GIVEN INSTRUCTION
Lay out the stretch of the listing below from the line containing "porch column, each" through the line containing "pixel 596 301" as a Markdown table with the columns Row and Line. Give each line its own numbered row and leave out blank lines.

[Extracted records]
※ ※ ※
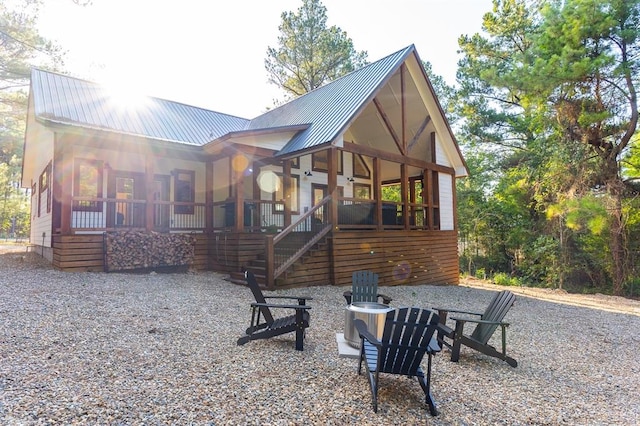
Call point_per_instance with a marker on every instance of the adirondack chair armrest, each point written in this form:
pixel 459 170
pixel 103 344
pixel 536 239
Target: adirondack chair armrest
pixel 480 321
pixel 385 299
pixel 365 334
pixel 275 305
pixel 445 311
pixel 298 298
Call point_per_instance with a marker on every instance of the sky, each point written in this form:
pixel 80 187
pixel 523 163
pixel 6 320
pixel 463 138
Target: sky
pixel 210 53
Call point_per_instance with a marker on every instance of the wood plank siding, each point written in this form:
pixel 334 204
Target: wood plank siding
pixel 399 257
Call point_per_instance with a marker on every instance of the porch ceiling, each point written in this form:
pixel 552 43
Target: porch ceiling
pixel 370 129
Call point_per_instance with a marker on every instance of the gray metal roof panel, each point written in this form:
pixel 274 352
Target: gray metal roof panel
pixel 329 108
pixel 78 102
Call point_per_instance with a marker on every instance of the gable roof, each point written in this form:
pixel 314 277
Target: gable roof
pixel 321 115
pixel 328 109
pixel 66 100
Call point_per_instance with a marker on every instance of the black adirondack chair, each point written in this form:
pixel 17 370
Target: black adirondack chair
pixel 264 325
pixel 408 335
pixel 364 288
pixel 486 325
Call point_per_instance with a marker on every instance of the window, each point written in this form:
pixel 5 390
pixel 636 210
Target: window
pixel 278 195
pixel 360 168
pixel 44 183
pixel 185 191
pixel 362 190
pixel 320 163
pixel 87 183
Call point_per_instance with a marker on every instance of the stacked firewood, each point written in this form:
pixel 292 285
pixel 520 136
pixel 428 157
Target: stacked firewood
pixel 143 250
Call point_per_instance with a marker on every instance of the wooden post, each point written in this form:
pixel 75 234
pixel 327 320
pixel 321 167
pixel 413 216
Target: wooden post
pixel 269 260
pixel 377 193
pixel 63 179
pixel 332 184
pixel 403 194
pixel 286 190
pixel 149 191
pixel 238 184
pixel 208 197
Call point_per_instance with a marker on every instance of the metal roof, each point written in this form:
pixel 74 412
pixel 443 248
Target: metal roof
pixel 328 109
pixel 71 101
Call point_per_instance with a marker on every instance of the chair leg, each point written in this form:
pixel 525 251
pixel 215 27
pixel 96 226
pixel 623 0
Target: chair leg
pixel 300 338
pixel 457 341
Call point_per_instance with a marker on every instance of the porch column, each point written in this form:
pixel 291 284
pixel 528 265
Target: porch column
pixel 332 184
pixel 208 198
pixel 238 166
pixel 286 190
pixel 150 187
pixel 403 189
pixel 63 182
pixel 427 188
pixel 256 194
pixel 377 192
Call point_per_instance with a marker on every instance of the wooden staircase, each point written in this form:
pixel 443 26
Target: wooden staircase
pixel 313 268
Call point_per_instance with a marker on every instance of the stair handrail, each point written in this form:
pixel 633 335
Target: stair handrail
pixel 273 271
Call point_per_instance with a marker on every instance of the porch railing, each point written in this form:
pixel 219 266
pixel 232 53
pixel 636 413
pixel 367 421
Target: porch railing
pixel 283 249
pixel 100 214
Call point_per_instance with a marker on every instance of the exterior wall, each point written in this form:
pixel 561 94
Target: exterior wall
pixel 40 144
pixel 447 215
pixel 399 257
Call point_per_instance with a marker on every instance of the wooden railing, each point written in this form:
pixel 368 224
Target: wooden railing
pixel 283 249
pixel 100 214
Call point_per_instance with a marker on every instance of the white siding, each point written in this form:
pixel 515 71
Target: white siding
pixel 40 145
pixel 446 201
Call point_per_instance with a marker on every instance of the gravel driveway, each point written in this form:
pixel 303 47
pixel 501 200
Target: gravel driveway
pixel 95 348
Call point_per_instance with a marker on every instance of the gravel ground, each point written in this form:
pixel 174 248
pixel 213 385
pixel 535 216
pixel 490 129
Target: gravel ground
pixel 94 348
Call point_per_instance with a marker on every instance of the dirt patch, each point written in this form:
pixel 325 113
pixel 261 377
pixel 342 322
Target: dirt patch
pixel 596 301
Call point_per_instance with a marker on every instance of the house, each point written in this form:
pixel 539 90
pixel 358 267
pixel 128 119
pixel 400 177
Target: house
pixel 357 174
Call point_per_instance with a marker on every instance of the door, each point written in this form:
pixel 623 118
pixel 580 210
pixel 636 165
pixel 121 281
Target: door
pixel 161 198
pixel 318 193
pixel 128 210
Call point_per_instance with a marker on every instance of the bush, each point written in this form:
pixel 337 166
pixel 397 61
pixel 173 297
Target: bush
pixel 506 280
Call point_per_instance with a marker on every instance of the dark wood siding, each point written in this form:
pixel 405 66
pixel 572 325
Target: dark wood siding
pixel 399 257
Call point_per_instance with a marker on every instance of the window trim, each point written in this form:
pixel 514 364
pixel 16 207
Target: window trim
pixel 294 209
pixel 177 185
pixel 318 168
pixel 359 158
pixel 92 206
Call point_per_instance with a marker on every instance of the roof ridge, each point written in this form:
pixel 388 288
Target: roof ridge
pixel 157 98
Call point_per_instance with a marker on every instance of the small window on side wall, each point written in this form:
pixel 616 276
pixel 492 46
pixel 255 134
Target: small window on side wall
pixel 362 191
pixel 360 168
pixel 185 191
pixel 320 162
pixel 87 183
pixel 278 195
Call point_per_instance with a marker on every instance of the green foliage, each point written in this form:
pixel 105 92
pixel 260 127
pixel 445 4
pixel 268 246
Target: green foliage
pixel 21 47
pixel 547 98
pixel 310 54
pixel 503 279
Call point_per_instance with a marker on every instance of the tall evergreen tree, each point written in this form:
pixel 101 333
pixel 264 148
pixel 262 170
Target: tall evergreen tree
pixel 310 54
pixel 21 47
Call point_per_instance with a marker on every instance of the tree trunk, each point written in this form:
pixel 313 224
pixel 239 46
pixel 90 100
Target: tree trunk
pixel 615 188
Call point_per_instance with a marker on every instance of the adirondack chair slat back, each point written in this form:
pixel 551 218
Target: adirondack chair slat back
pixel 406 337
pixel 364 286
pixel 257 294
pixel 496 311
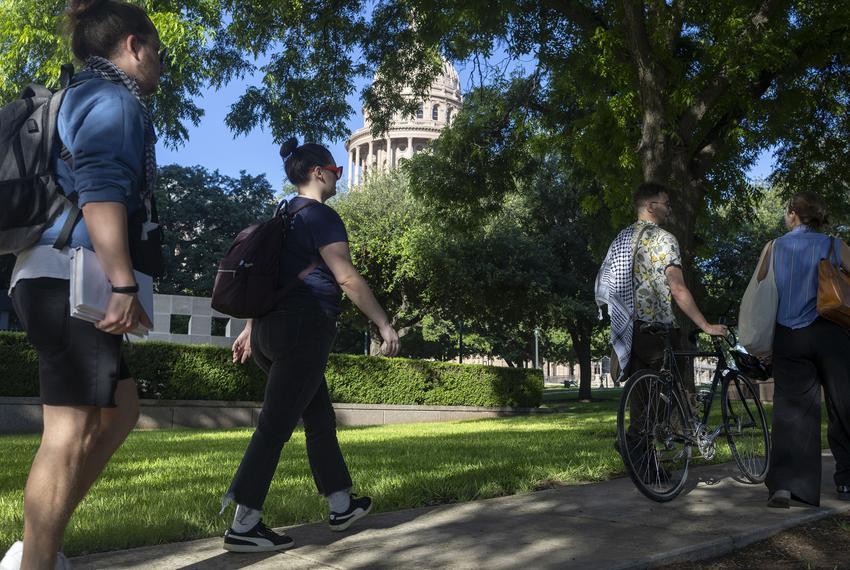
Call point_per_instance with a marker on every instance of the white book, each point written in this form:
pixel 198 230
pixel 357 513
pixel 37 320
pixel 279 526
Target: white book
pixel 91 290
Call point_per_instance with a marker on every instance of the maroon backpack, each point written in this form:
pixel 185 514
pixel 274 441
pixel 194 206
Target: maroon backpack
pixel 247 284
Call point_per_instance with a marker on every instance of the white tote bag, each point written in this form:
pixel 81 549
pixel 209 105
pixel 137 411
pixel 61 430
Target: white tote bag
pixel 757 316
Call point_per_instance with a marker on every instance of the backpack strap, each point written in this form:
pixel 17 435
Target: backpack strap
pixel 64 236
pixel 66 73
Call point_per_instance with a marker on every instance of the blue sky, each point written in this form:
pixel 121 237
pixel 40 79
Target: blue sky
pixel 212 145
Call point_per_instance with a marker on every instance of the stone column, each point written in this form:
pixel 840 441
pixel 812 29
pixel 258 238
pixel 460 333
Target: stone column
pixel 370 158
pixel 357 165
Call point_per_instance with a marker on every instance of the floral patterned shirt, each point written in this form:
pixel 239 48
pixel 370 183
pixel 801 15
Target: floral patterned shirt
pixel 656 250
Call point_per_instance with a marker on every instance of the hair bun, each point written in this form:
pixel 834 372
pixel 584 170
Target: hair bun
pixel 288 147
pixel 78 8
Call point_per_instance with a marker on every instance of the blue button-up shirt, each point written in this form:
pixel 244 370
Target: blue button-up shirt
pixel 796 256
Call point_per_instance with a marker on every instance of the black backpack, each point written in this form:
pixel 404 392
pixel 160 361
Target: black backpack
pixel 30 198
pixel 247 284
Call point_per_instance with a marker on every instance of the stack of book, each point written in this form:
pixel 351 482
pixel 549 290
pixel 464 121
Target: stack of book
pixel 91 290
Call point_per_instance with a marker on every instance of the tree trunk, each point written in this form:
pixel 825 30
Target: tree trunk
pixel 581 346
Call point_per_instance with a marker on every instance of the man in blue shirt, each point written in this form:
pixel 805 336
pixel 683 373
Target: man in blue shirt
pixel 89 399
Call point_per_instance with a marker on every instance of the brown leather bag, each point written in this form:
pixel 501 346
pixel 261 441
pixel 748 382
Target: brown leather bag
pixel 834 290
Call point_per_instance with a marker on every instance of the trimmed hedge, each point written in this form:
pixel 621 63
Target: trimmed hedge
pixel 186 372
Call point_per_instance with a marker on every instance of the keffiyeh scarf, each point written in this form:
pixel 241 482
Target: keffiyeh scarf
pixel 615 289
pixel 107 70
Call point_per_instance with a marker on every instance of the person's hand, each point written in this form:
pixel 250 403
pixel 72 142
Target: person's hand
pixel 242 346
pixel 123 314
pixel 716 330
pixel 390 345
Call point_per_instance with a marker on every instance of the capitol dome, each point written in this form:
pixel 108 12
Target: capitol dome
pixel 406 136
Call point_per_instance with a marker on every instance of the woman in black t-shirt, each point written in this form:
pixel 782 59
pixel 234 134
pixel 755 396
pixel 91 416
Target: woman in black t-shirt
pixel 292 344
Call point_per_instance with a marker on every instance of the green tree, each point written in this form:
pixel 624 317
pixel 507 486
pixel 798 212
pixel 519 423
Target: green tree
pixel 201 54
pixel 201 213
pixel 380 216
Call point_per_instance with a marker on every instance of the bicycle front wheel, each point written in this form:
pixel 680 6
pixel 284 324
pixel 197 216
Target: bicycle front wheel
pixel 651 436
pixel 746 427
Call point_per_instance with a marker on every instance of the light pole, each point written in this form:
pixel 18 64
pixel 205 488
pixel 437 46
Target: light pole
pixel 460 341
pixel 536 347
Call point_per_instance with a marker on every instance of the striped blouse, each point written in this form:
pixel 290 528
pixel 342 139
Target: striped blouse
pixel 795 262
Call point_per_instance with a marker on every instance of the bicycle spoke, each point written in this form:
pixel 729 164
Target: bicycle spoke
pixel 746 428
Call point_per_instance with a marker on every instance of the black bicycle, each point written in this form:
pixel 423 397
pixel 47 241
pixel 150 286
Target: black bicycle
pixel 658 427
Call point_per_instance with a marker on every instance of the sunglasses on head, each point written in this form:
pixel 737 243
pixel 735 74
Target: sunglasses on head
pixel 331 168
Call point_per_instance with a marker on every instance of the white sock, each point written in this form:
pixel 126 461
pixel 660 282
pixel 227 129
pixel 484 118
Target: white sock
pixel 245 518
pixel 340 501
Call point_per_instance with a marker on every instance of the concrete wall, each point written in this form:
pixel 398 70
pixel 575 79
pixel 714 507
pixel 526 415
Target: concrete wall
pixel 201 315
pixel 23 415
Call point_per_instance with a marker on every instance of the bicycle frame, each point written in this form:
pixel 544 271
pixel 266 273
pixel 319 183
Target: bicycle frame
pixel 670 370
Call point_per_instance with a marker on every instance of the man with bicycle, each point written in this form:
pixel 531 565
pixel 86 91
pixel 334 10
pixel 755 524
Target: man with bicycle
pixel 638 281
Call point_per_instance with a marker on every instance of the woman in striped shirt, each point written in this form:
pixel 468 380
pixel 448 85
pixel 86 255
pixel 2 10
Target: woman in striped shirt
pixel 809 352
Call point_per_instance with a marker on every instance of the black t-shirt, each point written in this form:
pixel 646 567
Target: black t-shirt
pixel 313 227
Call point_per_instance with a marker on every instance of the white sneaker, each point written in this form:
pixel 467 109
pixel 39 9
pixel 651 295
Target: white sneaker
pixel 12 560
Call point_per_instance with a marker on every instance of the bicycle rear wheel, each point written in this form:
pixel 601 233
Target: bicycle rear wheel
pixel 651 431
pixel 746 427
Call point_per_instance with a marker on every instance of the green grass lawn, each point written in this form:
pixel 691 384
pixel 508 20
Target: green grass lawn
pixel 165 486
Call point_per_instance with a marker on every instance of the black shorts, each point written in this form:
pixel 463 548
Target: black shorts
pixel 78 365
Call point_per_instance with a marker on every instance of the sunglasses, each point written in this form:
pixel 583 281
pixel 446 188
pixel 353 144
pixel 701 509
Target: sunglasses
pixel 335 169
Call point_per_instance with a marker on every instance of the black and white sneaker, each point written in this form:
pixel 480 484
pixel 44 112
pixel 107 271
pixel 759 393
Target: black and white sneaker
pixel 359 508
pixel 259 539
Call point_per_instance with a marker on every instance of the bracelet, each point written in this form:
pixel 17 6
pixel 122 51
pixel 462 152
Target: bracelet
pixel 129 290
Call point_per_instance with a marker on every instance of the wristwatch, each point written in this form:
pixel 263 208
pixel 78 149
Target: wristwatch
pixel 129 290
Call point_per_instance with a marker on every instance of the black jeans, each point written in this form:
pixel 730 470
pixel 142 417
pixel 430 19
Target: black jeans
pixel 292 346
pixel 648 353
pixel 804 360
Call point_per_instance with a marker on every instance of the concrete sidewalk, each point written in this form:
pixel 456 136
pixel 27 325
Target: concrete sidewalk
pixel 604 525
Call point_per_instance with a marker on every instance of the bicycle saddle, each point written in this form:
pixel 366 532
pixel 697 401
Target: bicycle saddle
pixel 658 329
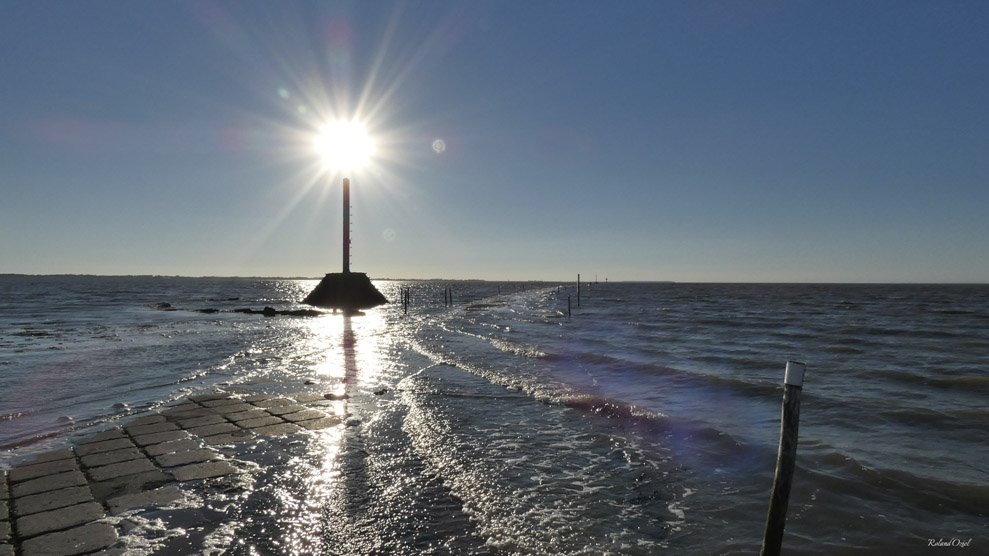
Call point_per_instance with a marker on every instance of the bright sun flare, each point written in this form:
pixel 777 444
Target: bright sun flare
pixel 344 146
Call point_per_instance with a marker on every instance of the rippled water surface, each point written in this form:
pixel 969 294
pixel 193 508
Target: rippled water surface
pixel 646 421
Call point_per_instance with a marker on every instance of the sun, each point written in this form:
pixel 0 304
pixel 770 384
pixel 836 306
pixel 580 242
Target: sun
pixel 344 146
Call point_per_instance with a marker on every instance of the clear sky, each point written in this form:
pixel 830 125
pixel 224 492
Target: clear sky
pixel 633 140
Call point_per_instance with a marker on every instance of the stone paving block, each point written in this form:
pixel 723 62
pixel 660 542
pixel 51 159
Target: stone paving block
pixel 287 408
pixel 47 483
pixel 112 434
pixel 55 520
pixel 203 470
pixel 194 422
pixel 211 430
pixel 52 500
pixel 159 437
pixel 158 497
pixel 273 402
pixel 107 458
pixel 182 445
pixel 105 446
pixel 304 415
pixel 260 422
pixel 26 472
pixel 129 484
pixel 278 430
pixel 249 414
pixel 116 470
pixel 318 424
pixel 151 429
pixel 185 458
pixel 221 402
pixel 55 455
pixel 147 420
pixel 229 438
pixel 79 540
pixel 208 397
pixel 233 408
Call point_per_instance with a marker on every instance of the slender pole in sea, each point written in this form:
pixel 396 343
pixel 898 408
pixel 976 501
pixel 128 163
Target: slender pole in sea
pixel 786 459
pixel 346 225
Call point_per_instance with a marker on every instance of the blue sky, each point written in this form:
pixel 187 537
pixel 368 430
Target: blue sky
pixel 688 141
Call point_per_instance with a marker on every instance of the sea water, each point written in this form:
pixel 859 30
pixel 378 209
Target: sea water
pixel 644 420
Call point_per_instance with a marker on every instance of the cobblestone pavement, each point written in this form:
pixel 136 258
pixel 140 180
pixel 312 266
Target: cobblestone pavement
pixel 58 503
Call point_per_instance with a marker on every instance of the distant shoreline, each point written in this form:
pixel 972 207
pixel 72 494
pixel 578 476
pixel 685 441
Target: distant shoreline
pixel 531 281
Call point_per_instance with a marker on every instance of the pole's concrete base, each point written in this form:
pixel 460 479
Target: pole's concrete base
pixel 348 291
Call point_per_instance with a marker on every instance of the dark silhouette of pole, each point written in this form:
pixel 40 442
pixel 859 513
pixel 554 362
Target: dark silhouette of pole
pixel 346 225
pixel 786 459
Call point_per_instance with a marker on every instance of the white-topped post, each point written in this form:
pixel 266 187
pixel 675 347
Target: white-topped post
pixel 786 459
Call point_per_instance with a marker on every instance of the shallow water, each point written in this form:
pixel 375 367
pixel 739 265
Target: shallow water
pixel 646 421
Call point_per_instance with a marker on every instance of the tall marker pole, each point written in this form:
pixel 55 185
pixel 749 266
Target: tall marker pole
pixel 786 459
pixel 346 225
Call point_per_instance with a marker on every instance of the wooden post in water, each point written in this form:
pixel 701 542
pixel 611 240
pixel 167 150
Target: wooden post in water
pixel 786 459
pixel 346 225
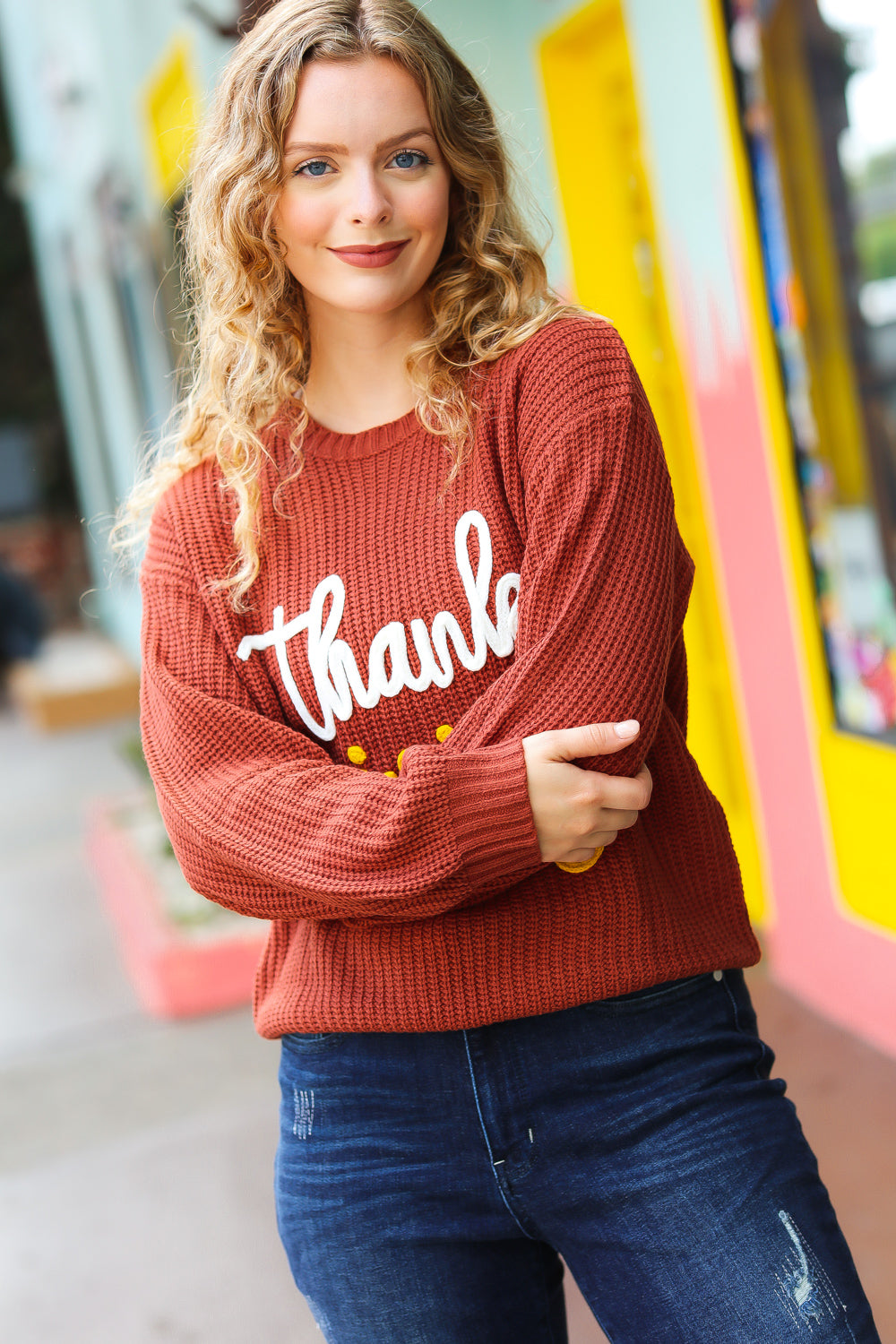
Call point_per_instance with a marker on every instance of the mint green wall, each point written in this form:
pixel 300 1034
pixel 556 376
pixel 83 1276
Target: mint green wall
※ ※ ※
EXERCISE SOLUTION
| Row | Line |
|---|---|
| 1 | Call point_per_instance with a marker on every instance of the porch column, each point written in this form: |
| 2 | pixel 291 284 |
| 3 | pixel 528 265 |
| 4 | Target: porch column |
| 5 | pixel 332 184 |
| 6 | pixel 208 198 |
| 7 | pixel 238 166 |
| 8 | pixel 286 190 |
| 9 | pixel 150 187 |
| 10 | pixel 403 189 |
| 11 | pixel 63 182 |
| 12 | pixel 427 188 |
| 13 | pixel 256 194 |
| 14 | pixel 377 192 |
| 15 | Call point_per_instance with a marker on every instance of the wooden staircase, each point written in this form: |
| 16 | pixel 443 26 |
| 17 | Target: wooden staircase |
| 18 | pixel 313 268 |
| 19 | Call point_per_instance with a marker on every instance of the stair handrail, each point written in this form: |
| 20 | pixel 633 335 |
| 21 | Target: stair handrail |
| 22 | pixel 273 271 |
| 23 | Call point_per_instance with a marker on every instance of the porch railing, each point written in this form: |
| 24 | pixel 219 266 |
| 25 | pixel 232 53 |
| 26 | pixel 636 413 |
| 27 | pixel 367 421 |
| 28 | Target: porch railing |
| 29 | pixel 283 249 |
| 30 | pixel 100 214 |
| 31 | Call point_per_instance with a marker on every instance of the exterior wall, each point written in this form: |
| 32 | pixel 561 94 |
| 33 | Target: exterior wall |
| 34 | pixel 40 144 |
| 35 | pixel 447 215 |
| 36 | pixel 399 257 |
| 37 | Call point_per_instance with a marker on every instance of the wooden railing, each point written in this form: |
| 38 | pixel 368 224 |
| 39 | Target: wooden railing |
| 40 | pixel 283 249 |
| 41 | pixel 100 214 |
| 42 | Call point_per_instance with a marker on every instance of the white siding, each point written in this form: |
| 43 | pixel 515 71 |
| 44 | Target: white siding |
| 45 | pixel 40 145 |
| 46 | pixel 446 201 |
| 47 | Call point_per_instance with a marker on every instance of the gravel driveway, each point written in this form: |
| 48 | pixel 303 47 |
| 49 | pixel 501 200 |
| 50 | Target: gravel driveway |
| 51 | pixel 95 348 |
| 52 | Call point_per_instance with a marker on every instance of the gravel ground, each point written in this form: |
| 53 | pixel 174 248 |
| 54 | pixel 213 385 |
| 55 | pixel 535 216 |
| 56 | pixel 490 129 |
| 57 | Target: gravel ground |
| 58 | pixel 94 348 |
| 59 | Call point_per_instance with a marker on every instance of the dirt patch, each point written in this form: |
| 60 | pixel 325 113 |
| 61 | pixel 261 377 |
| 62 | pixel 342 322 |
| 63 | Target: dirt patch |
| 64 | pixel 596 301 |